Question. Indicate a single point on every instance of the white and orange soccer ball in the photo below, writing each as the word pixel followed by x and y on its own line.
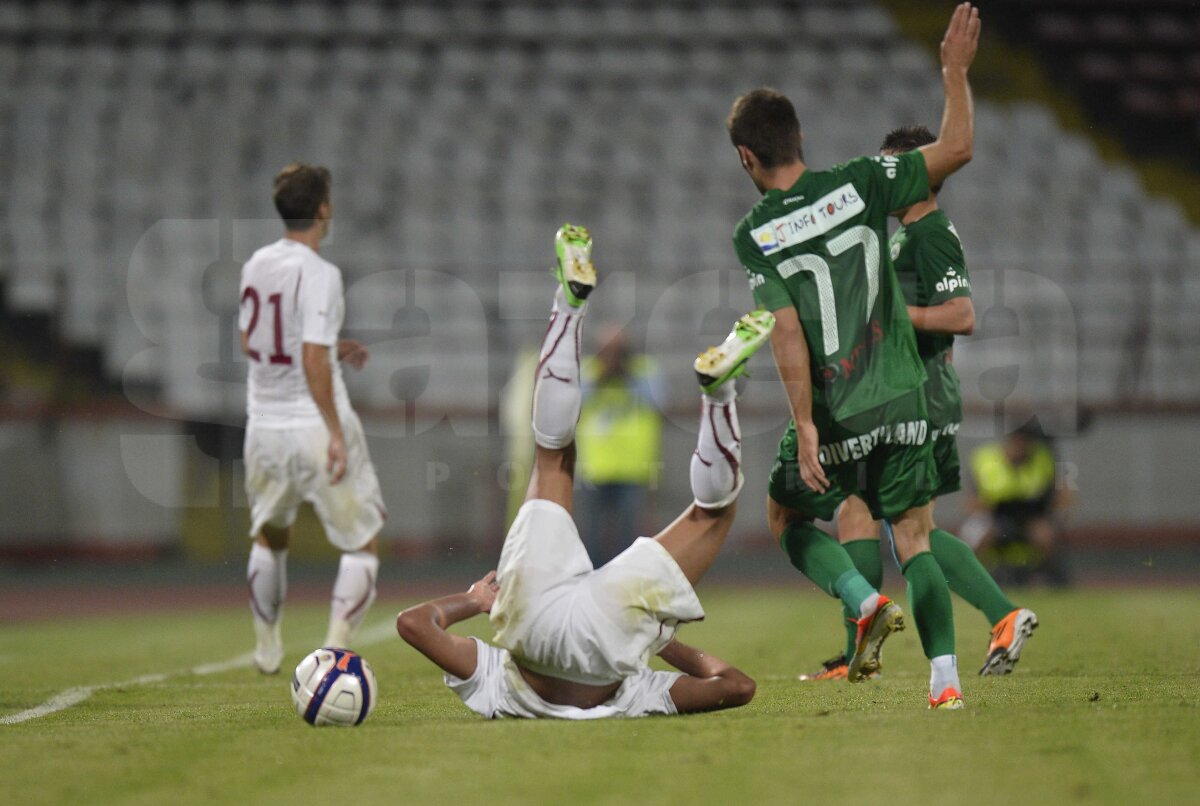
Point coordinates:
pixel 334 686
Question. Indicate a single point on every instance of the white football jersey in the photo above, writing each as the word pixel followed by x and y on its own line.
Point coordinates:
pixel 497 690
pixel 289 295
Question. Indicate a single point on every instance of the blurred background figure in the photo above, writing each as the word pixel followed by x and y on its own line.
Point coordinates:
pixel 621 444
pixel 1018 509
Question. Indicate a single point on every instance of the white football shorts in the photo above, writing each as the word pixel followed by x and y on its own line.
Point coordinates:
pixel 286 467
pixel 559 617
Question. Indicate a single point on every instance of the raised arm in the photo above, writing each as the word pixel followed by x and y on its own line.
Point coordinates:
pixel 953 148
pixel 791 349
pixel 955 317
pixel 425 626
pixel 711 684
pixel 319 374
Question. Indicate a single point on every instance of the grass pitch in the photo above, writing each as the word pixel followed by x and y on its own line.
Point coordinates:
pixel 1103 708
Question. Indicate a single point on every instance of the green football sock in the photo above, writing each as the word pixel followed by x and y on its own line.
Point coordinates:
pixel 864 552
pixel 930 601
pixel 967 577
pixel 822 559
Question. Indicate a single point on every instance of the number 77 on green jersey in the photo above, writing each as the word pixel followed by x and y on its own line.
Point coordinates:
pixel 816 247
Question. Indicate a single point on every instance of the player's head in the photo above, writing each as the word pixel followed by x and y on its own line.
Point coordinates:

--

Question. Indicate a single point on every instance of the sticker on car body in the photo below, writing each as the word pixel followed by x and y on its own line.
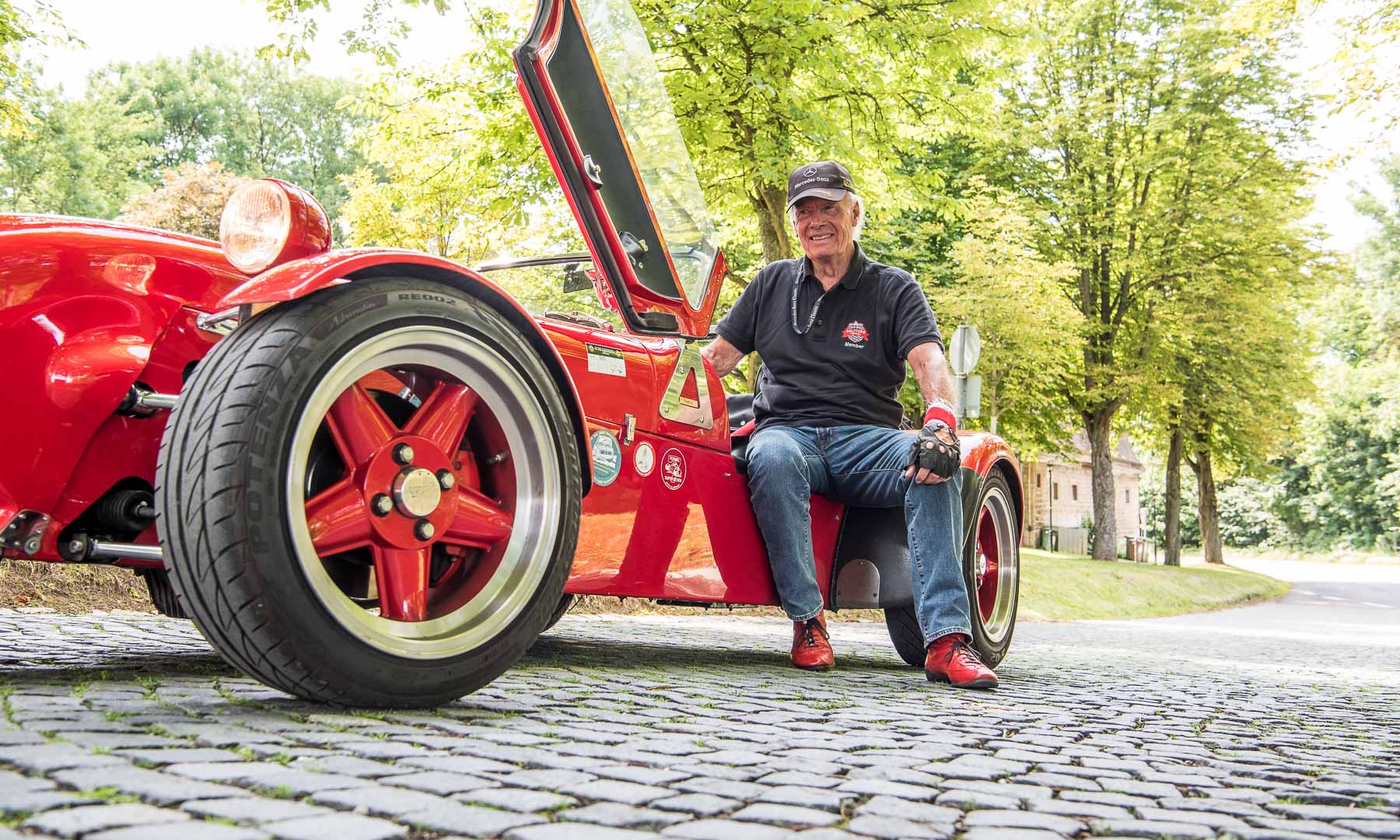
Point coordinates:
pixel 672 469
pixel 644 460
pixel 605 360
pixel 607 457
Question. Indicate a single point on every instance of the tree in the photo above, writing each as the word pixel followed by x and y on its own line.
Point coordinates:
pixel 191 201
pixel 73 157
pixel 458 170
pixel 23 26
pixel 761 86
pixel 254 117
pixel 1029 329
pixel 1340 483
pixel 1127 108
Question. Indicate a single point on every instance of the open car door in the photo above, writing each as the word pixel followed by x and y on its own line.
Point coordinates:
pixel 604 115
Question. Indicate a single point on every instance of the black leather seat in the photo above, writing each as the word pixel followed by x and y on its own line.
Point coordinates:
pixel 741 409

- [YOUR INSTRUCTIONS]
Scale the items between the lines holding "the white and" and "pixel 334 686", inclusive, by giving every line again, requests included, with each pixel coordinate in the answers multiplied by 2 and rounded to a whole number, halves up. Leave the picture out.

- [REPLY]
Question. Indicate a single point on every instance of the white and orange soccer ball in the photo below, writing each as the word pixel followed by x and y on its own line.
Point coordinates:
pixel 668 1372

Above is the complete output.